### EXTRAIT SOURCE:
-------
Mais la médaille a son revers. « En utilisant les engrais, on force la végétation et cela créé des déséquilibres », constate très vite le jeune homme d’alors. D’autant qu’à la même époque, les maraîchers découvrent une autre technique miraculeuse : la culture sous serre, qui permet de produire plus tôt, en primeur, l’objectif secret de tout jardinier. « Amener ses produits sur le marché avant les autres, c’est ce que tout le monde cherche encore à faire », explique-t-il. Sauf que, avec les serres, un abri où il y a toujours de quoi manger quand dehors, il n’y a plus rien, les insectes ravageurs ont proliféré d’une saison sur l’autre, au lieu de disparaître dès les premiers froids. « Il a donc fallu utiliser des insecticides, de plus en plus d’insecticides… », déplore Maurice. La spirale infernale était enclenchée.
-------
### EXTRAIT DES DONNÉES:

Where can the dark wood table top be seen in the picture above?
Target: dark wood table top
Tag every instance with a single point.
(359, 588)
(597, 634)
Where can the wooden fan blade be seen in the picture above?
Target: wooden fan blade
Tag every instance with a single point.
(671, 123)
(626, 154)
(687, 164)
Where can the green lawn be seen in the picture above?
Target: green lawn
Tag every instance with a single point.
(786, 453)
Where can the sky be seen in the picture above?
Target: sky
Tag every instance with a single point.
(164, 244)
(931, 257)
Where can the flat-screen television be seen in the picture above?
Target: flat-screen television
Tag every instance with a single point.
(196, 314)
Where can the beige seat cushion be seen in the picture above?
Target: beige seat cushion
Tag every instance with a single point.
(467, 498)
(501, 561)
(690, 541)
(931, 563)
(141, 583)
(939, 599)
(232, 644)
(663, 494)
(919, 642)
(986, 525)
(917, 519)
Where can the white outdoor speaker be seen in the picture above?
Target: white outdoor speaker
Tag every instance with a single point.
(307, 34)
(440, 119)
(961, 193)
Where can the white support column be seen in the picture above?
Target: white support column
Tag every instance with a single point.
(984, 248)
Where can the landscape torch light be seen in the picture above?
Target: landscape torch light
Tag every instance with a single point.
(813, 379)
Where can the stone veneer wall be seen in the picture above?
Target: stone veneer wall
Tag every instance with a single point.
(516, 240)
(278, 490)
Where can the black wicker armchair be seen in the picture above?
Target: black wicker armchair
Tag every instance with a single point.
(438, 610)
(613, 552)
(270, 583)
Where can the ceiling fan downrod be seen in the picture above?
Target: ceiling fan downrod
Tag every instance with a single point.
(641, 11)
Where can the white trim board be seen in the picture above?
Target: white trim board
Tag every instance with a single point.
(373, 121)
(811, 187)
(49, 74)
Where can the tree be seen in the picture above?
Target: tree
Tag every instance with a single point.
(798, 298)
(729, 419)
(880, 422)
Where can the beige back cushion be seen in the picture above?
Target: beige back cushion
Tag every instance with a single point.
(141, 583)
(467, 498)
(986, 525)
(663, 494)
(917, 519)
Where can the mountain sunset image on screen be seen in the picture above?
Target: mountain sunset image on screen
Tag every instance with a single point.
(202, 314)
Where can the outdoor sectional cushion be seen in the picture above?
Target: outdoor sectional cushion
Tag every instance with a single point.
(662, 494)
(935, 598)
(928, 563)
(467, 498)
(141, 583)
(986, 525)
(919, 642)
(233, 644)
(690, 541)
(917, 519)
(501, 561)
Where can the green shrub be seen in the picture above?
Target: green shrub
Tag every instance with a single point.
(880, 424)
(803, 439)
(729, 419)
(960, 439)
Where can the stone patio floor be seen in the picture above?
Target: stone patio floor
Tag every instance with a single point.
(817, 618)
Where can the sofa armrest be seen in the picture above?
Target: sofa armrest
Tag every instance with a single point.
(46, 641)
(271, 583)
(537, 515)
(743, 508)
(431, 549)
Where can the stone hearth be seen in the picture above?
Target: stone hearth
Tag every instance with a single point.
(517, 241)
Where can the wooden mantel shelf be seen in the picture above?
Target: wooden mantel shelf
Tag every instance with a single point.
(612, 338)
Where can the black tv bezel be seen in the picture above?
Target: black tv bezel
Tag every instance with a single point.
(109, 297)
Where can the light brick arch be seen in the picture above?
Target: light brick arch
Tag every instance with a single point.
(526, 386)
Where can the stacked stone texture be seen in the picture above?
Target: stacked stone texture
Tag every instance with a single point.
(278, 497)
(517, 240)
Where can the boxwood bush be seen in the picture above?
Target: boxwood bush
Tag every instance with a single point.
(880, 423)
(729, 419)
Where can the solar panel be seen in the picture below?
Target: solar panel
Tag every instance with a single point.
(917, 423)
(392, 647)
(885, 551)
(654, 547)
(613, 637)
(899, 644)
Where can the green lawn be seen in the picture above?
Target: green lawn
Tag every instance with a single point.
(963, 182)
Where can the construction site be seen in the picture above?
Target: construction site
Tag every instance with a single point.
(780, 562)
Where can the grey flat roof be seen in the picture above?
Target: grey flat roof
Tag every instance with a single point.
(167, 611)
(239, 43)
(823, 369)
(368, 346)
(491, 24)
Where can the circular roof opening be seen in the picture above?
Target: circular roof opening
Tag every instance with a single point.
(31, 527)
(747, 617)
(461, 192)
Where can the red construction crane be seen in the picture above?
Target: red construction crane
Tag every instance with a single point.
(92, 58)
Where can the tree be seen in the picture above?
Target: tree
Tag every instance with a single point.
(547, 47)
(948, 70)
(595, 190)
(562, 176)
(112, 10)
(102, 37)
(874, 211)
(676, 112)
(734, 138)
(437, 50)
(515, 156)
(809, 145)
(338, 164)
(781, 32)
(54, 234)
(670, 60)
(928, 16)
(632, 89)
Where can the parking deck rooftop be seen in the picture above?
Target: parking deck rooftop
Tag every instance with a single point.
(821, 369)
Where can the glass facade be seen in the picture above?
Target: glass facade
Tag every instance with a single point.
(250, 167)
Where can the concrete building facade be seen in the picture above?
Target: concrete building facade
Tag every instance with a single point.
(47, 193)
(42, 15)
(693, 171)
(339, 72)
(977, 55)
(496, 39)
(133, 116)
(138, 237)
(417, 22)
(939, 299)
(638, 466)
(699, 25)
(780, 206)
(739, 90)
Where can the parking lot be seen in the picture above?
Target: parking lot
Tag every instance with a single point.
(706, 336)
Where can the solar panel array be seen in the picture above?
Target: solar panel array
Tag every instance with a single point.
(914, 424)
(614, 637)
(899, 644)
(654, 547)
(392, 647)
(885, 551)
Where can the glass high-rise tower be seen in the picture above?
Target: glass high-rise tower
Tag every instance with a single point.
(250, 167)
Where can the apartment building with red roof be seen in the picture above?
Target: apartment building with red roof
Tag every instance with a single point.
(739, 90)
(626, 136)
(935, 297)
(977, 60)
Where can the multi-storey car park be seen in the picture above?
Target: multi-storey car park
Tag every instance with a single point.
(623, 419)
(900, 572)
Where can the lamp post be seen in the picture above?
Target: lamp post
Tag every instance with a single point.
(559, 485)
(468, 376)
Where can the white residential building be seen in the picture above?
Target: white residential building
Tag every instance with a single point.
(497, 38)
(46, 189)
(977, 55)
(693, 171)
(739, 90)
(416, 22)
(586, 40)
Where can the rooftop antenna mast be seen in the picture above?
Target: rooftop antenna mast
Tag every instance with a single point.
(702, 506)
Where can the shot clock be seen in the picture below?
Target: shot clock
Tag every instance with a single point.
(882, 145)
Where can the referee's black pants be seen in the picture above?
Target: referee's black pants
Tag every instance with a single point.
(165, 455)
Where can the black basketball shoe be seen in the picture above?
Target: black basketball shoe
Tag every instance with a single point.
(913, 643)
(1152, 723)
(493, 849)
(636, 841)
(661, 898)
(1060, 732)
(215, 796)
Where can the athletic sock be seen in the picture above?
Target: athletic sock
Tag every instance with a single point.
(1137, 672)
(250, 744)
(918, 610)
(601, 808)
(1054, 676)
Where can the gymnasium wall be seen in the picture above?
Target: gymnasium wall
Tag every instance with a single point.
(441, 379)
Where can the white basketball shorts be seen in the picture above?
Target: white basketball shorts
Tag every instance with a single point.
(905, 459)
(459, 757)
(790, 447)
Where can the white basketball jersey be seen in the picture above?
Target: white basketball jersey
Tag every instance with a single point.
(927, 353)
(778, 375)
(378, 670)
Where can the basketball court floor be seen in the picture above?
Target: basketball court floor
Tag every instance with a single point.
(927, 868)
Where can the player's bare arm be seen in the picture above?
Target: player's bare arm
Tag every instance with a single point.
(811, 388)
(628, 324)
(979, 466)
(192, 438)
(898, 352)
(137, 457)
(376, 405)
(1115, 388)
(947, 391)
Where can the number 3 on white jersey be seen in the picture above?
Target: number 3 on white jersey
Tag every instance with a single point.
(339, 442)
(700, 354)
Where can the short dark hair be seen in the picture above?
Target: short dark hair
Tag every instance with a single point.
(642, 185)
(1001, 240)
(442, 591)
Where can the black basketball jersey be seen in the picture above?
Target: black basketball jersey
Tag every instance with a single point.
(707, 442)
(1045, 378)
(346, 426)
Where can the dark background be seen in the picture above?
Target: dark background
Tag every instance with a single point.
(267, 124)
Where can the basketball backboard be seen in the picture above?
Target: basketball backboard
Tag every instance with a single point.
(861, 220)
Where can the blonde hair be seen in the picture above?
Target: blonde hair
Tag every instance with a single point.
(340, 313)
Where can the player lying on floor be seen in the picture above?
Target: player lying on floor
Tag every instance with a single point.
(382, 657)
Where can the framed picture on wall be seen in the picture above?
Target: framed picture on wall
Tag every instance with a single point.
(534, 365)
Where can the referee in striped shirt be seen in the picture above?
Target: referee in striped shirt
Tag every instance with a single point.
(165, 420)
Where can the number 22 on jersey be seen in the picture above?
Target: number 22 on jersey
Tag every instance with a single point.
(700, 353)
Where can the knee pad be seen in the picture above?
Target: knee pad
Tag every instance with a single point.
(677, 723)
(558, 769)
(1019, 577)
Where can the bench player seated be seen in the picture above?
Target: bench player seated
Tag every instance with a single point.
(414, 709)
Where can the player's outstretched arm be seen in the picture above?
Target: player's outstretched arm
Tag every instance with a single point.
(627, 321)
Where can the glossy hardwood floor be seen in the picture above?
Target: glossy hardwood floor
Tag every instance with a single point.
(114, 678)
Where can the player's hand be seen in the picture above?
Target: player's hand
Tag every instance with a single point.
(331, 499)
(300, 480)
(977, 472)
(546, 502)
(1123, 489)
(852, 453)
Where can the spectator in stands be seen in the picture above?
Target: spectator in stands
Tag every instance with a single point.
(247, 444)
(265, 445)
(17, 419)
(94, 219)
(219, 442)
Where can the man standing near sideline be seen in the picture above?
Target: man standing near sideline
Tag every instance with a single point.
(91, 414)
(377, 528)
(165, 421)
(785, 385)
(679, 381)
-------
### CONSIGNE:
Modifiez le texte sur les maraîchers en le reprenant à partir de "Mais la médaille" et jusqu'à "infernale était enclenchée.", avec "fertilisants" à la place de "engrais".

### RÉPONSE À LA CONSIGNE:
Mais la médaille a son revers. « En utilisant les fertilisants, on force la végétation et cela créé des déséquilibres », constate très vite le jeune homme d’alors. D’autant qu’à la même époque, les maraîchers découvrent une autre technique miraculeuse : la culture sous serre, qui permet de produire plus tôt, en primeur, l’objectif secret de tout jardinier. « Amener ses produits sur le marché avant les autres, c’est ce que tout le monde cherche encore à faire », explique-t-il. Sauf que, avec les serres, un abri où il y a toujours de quoi manger quand dehors, il n’y a plus rien, les insectes ravageurs ont proliféré d’une saison sur l’autre, au lieu de disparaître dès les premiers froids. « Il a donc fallu utiliser des insecticides, de plus en plus d’insecticides… », déplore Maurice. La spirale infernale était enclenchée.